Set task
Copy out each line of the material below with no changes.

─── Records supplied

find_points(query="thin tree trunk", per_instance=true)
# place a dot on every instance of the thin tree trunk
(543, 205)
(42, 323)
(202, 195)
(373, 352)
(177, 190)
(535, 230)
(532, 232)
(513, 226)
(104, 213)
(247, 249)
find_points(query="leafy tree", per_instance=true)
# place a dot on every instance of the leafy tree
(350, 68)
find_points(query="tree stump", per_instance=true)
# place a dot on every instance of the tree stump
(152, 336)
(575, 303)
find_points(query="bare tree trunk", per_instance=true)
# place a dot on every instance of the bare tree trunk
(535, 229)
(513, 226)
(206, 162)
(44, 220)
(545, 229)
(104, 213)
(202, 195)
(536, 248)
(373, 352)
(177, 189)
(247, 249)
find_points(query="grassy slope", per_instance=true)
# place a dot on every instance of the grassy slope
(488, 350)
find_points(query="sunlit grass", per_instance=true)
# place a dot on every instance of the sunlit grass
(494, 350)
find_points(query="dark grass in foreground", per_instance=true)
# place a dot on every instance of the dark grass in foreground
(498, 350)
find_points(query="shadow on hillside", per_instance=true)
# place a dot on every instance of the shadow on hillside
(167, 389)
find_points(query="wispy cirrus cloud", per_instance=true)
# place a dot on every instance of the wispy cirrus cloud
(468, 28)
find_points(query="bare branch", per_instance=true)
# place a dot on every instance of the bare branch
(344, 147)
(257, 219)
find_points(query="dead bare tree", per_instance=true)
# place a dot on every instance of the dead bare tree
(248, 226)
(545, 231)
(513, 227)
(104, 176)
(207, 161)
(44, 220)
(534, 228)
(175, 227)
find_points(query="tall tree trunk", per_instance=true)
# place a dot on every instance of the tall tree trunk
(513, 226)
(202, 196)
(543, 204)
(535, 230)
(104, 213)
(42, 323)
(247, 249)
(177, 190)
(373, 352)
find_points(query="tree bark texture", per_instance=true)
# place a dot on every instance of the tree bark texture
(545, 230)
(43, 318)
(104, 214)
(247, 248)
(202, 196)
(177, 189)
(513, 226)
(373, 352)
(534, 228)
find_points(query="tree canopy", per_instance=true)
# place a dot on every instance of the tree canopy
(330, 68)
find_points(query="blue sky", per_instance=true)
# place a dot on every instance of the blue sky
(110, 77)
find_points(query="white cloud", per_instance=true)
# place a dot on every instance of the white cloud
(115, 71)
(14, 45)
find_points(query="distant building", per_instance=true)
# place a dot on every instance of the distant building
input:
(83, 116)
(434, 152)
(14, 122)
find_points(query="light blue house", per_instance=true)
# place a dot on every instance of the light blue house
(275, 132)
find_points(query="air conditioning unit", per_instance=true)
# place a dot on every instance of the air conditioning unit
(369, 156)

──────

Solution
find_points(query="thin tree trunk", per_instance=true)
# place a dot on every instance of the thin tree trunk
(543, 205)
(42, 323)
(202, 195)
(373, 352)
(177, 190)
(535, 230)
(532, 232)
(513, 226)
(104, 213)
(247, 249)
find_points(query="leafy tree", per_instance=true)
# place a dot on every instance of the leafy tree
(350, 68)
find_points(query="tree stump", per_instance=true)
# place a dot on every instance of the tree stump
(152, 336)
(575, 303)
find_points(query="bare tree trunk", per_instance=true)
# place a dot on every instance of the bare tree trunk
(535, 229)
(513, 226)
(206, 162)
(44, 220)
(545, 229)
(104, 213)
(202, 195)
(536, 248)
(373, 352)
(177, 189)
(247, 249)
find_points(query="grassy slope", per_instance=true)
# place a dot on every instance of the grassy slope
(488, 350)
find_points(query="sunlit grass", per_instance=true)
# place a dot on every instance of the sunlit grass
(494, 350)
find_points(query="dark grass in foreground", per_instance=true)
# place a dot on every instance of the dark grass in foreground
(498, 350)
find_points(query="shadow on hillside", per_instance=true)
# place a dot on every instance of the shadow on hillside
(167, 389)
find_points(query="wispy cirrus cloud", per_instance=true)
# place a dot on every instance of the wispy cirrus cloud
(468, 28)
find_points(query="bare branch", per_instance=true)
# place a dot on every instance of the bare branch
(344, 147)
(257, 219)
find_points(query="dead bare tree", per_instance=true)
# place a dot on every instance of the dead bare tree
(248, 226)
(545, 231)
(513, 227)
(104, 176)
(207, 161)
(44, 220)
(534, 228)
(175, 227)
find_points(query="tall tree trunk", per_instance=true)
# place a dot on every instance of the tall tree trunk
(513, 226)
(202, 196)
(543, 204)
(535, 230)
(104, 213)
(42, 323)
(247, 249)
(177, 190)
(373, 352)
find_points(query="tree bark texture", per_instance=true)
# place a dot on every instance of the tree bark texture
(545, 230)
(43, 318)
(104, 214)
(247, 248)
(202, 196)
(177, 189)
(513, 226)
(373, 352)
(534, 228)
find_points(query="tree canopy", per_instance=true)
# place a dot on every instance of the tree canopy
(330, 68)
find_points(query="blue sky", per_instance=true)
# place a dot on every instance of the blue sky
(110, 77)
find_points(query="white cloud", per_instance=true)
# place a dot on every instance of the white cloud
(115, 71)
(14, 45)
find_points(query="distant building", per_instance=true)
# place a dot on every instance of the distant building
input:
(83, 116)
(434, 152)
(14, 122)
find_points(query="light blue house", per_instance=true)
# place a dot on every instance of the light blue house
(275, 132)
find_points(query="air conditioning unit", per_instance=true)
# place a dot on every instance of the air conditioning unit
(369, 156)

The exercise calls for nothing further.